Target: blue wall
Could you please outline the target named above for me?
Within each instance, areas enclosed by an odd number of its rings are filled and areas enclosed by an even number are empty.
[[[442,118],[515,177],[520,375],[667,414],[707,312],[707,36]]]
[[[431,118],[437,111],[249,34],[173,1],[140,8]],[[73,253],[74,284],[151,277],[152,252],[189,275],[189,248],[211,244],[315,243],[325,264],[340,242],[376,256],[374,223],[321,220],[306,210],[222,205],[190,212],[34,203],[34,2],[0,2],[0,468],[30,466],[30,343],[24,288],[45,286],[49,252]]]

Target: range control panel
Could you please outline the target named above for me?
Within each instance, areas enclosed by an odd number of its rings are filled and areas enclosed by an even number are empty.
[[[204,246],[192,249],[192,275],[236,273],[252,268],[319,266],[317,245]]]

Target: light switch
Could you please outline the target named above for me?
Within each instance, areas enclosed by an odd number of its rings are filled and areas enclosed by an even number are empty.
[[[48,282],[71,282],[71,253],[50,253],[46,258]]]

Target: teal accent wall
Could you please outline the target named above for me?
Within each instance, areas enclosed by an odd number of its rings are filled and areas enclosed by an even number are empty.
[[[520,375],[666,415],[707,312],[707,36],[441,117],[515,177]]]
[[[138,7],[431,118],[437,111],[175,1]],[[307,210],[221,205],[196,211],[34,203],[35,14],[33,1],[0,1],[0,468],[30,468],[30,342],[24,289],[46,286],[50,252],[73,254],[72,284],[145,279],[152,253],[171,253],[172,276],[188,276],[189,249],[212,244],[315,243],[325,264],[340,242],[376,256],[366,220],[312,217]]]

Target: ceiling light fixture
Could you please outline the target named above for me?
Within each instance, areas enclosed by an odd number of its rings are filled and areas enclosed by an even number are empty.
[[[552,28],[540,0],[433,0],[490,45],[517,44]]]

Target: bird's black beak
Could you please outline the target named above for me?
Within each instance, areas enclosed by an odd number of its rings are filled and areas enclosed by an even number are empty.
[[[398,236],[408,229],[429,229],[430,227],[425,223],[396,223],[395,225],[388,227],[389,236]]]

────────────────────

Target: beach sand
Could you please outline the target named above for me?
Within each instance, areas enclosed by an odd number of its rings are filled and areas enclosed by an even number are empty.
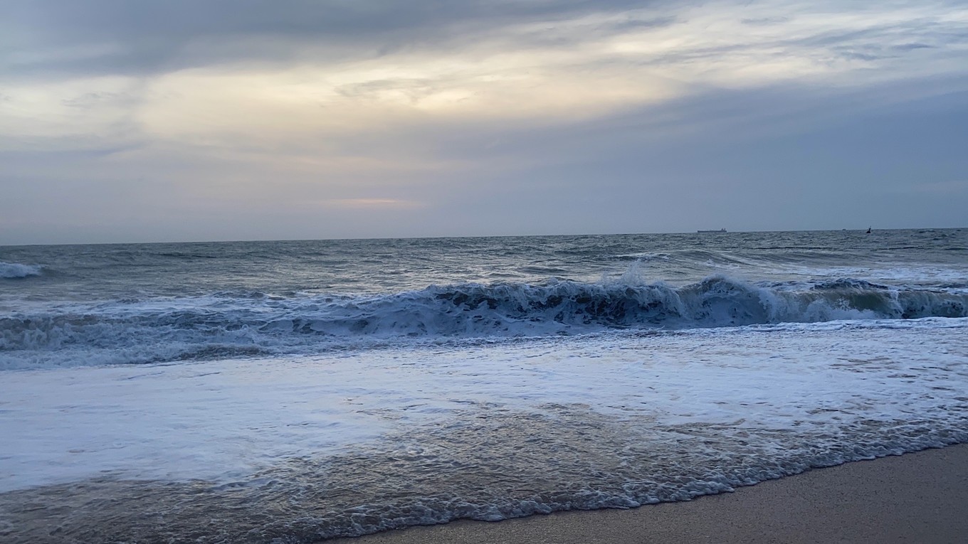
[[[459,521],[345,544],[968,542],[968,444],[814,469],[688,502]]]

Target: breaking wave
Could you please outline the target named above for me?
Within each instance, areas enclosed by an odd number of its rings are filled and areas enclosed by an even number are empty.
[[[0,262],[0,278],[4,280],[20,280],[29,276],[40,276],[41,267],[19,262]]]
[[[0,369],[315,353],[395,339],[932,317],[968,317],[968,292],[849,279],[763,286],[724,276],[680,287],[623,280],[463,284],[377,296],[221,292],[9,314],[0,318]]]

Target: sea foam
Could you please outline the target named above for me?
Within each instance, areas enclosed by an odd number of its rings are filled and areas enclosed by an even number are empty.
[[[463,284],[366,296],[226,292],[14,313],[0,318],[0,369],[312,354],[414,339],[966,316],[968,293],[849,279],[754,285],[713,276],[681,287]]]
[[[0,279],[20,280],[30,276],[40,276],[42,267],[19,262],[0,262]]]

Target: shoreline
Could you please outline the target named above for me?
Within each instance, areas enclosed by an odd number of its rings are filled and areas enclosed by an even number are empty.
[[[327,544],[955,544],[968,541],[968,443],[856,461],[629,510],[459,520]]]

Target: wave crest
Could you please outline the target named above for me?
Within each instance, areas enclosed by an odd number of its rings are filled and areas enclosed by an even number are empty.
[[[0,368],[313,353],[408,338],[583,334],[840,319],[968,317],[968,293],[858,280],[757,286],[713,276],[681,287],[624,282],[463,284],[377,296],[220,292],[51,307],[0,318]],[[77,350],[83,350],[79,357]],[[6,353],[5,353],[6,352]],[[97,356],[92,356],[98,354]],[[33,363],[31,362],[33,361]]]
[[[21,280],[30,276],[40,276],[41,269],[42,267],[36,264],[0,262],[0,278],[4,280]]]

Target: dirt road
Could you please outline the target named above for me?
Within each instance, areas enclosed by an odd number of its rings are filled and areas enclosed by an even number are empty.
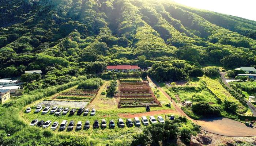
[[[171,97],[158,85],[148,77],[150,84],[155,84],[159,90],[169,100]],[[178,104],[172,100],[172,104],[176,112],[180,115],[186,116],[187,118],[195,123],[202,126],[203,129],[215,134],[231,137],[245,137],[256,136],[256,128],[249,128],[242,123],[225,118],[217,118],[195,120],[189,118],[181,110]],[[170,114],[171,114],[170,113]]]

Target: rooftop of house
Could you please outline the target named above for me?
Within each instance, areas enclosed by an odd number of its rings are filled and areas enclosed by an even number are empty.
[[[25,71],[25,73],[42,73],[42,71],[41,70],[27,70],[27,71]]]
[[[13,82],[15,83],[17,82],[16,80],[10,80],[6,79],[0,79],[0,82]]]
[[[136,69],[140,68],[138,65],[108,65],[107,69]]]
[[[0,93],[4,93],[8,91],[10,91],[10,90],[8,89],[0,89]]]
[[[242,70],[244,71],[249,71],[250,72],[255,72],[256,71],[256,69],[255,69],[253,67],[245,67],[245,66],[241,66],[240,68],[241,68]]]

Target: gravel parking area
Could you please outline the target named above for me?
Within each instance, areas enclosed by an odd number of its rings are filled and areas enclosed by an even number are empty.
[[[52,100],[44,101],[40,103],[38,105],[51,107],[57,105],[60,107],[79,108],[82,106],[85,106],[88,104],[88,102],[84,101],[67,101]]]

────────────────────

*Task details*. Count the lines in the data above that contain the string "wave", with case counting, and give only the number.

*Task response*. 2